WHAT NEEDS TO BE DONE: Could you give the passage on John Snow again, beginning at the words "Dr. John Snow (1813-1858)" and stopping after "of all time.", but putting "trailblazer" in place of "pioneer"?

DOCUMENT EXCERPT:
┄┄┄┄┄┄

John Snow’s Ghost Map

10 minute read

1. Dr. John Snow

Dr. John Snow (1813-1858) was a famous British physician and is widely recognized as a legendary figure in the history of public health and a leading pioneer in the development of anesthesia. Some even say one of the greatest physicians of all time.

As a leading advocate of both anesthesia and hygienic practices in medicine, he not only experimented with ether and chloroform but also designed a mask and method how to administer it. He personally administered chloroform to Queen Victoria during the births of her eighth and ninth children, in 1853 and 1857, which assured a growing public acceptance of the use of anesthetics during childbirth.

But, as we will show later, not all his life was just a success. John Snow is now also recognized as one of the founders of modern epidemiology (some also consider him as the founder of data visualization, spatial analysis, data science in general, and many other related fields) for his scientific and pretty modern data approach in identifying the source of a cholera outbreak in Soho, London in 1854, but it wasn't always like this. In fact, for a long time, he was simply ignored by the scientific community and currently is very often mythified.

┄┄┄┄┄┄

DATASET RECORDS:
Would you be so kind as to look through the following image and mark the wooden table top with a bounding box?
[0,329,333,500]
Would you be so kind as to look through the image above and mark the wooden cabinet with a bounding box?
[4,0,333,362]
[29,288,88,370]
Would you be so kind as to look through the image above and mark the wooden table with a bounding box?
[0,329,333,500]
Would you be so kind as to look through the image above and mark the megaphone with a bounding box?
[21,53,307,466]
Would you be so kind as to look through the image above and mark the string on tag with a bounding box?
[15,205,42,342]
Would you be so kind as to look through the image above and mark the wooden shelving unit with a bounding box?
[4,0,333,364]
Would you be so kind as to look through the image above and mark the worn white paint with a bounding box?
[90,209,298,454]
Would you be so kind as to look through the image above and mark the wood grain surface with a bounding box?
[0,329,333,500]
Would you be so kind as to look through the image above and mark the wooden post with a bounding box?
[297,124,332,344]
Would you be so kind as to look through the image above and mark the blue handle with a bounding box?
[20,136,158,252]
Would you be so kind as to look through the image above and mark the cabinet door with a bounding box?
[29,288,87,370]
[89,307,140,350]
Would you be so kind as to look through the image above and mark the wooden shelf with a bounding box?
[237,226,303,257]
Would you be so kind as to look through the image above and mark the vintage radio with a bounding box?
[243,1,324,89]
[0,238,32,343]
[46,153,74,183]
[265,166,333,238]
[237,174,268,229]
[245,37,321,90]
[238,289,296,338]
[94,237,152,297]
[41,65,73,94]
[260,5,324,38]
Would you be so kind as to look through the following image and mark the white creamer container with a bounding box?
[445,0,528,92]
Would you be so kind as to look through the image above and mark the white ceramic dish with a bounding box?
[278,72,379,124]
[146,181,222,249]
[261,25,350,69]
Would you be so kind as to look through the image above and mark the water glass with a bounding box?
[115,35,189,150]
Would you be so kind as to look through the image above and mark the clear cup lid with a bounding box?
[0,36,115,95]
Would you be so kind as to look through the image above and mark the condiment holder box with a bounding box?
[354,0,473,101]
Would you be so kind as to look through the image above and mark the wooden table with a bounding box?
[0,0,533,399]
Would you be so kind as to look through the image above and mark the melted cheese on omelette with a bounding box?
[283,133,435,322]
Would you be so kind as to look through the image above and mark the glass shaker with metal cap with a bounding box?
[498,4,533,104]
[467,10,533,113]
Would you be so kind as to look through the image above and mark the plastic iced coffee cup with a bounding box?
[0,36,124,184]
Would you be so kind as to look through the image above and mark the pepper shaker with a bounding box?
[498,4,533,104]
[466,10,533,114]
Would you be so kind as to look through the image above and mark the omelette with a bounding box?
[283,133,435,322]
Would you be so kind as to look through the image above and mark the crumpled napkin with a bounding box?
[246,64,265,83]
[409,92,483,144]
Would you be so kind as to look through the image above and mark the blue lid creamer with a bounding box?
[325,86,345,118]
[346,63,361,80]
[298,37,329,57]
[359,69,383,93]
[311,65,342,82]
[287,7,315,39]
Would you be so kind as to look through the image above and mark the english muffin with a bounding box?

┄┄┄┄┄┄

EXERCISE OUTPUT:
Dr. John Snow (1813-1858) was a famous British physician and is widely recognized as a legendary figure in the history of public health and a leading trailblazer in the development of anesthesia. Some even say one of the greatest physicians of all time.